## Text segment
- - - - - - -
According to a report in the Boston Globe, RBS Citizens has sued Curt Schilling in an attempt to recover the $2.4 million it made in loans to 38 Studios, Schilling's video game company which filed for bankruptcy last week.

The Providence-based RBS Citizens -- better known as Citizens Bank -- claims Schilling personally guaranteed to pay the $2.4 million debt last October but has since refused to do so. 

NBA commissioner David Stern had a testy exchange with Jim Rome during an appearance on Rome's CBS radio show Wednesday. When Rome asked Stern if the NBA draft lottery was fixed, Stern replied, "Shame on you for asking," and then attempted to use an extreme example of a loaded question, asking Rome: "Have you stopped beating your wife yet?" Rome, who has no history of domestic violence, responded: "I don't know if that's fair."

Host Poland scored in the second half for a 1-1 tie with Russia on Tuesday at the European Championship soccer tournament, but the big story was the fan violence that preceded the game. About 5,000 Russian fans marched to the stadium in Warsaw to celebrate the Russia Day national holiday, and that did not sit well with the Poles. The countries have had tense relations for many years. At least 15 people were injured in the fighting.

As bad as things have been for the Red Sox, they've been worse for former Sox slugger Jason Bay. The Mets outfielder, in his third subpar season in New York after signing a four-year, $66 million free agent deal, returned from six weeks on the disabled list (fractured rib) and went 0-for-11 over the weekend as the Mets were swept by the Yankees. Bay is hitting .197 with three home runs and five RBIs in 61 at-bats this year, showing few signs of being the player who contributed in a number of ways during his brief stint in Boston.

Boxing is back in the news again, and again it's not for something good. The weekend's most talked-about sports event was Saturday night's world welterweight title fight in which Manny Pacquiao lost a split decision to Timothy Bradley, a decision that was met with wide disapproval. Pacquiao landed more punches than Bradley, 253-159, but two of the three judges in Las Vegas sided with Bradley.
- - - - - - -
## Excerpted records
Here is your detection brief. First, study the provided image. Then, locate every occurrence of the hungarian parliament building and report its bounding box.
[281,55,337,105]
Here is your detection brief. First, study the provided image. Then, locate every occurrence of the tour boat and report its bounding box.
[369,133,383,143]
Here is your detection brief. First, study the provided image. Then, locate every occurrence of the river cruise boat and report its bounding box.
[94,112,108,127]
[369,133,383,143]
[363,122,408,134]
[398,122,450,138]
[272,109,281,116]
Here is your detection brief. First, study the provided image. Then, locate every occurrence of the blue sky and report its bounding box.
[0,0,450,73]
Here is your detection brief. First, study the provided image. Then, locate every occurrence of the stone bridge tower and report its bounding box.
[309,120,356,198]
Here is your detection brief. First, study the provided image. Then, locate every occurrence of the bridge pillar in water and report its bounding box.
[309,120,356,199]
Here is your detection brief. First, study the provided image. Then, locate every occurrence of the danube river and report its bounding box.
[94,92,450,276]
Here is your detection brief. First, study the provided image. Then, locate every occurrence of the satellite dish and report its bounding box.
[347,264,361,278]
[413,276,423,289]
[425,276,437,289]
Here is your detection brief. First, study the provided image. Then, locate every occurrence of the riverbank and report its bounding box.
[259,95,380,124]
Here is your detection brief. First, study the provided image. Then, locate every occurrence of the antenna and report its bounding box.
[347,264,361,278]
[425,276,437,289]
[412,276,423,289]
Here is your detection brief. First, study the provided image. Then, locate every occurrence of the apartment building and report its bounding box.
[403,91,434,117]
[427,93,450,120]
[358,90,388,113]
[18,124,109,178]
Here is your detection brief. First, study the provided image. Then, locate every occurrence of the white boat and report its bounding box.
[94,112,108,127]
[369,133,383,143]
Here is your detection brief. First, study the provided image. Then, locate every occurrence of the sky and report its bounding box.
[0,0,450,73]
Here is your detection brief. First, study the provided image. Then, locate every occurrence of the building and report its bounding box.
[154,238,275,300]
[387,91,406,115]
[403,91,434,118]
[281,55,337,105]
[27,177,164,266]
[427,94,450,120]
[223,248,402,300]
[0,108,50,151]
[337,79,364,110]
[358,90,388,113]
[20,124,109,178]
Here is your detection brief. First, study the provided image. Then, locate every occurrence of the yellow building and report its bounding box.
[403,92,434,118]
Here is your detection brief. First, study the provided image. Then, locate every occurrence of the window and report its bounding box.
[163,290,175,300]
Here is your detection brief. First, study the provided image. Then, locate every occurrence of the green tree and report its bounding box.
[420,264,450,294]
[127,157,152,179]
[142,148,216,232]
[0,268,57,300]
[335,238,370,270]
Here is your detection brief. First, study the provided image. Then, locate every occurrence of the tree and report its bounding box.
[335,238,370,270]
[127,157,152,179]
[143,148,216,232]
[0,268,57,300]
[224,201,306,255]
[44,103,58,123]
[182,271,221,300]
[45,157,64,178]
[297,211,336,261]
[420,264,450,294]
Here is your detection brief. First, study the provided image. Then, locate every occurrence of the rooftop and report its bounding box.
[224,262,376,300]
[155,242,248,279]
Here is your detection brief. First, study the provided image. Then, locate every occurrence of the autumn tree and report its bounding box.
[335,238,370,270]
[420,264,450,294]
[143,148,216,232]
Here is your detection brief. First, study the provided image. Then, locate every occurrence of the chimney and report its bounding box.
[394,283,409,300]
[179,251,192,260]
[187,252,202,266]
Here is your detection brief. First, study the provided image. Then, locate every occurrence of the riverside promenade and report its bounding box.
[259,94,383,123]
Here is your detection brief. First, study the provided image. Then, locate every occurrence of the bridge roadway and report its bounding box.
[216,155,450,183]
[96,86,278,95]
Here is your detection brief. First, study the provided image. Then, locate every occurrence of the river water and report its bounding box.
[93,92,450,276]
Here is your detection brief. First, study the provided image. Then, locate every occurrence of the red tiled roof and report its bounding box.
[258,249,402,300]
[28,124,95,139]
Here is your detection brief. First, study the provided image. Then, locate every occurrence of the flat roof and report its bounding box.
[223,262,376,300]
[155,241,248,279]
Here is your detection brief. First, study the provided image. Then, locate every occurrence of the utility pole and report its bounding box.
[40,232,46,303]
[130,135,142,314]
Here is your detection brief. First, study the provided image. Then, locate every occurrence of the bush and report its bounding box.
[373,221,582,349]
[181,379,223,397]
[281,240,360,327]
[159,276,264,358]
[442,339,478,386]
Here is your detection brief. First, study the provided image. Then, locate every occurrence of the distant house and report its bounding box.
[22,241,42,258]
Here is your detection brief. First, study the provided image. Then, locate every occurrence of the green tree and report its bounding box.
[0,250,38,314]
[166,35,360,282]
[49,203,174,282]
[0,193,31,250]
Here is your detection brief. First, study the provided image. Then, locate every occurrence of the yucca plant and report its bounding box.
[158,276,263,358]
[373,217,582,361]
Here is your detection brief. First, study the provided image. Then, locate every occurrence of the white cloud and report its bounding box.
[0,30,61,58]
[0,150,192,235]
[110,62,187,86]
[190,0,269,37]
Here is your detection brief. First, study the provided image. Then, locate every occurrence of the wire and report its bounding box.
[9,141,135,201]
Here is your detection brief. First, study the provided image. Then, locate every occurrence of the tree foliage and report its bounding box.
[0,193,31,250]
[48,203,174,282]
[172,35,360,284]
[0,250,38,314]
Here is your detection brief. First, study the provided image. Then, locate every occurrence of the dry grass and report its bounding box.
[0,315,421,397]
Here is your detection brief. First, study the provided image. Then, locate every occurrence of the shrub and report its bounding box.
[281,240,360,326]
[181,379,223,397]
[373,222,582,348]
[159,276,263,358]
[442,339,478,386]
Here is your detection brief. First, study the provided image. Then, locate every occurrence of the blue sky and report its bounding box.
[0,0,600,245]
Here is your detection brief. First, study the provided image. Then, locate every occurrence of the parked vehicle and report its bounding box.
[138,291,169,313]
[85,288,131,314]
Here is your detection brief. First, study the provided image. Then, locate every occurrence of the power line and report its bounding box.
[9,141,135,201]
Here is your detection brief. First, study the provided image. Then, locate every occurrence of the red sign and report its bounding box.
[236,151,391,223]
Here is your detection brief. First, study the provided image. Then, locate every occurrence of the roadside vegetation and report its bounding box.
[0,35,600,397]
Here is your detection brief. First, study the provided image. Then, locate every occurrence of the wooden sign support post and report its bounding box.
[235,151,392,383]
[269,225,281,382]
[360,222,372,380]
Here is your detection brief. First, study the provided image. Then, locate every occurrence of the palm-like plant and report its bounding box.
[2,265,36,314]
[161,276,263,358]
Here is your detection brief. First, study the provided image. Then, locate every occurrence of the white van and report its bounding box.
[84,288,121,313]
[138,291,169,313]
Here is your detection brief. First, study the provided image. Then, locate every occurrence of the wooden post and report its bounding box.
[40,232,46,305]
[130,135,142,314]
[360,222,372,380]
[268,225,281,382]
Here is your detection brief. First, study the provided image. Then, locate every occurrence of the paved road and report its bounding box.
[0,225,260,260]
- - - - - - -
## Stated exercise
Reproduce the portion of the sports news roundup that begins with the words "The Providence-based RBS Citizens" and ends after the words "refused to do so.".

## Response to the task
The Providence-based RBS Citizens -- better known as Citizens Bank -- claims Schilling personally guaranteed to pay the $2.4 million debt last October but has since refused to do so.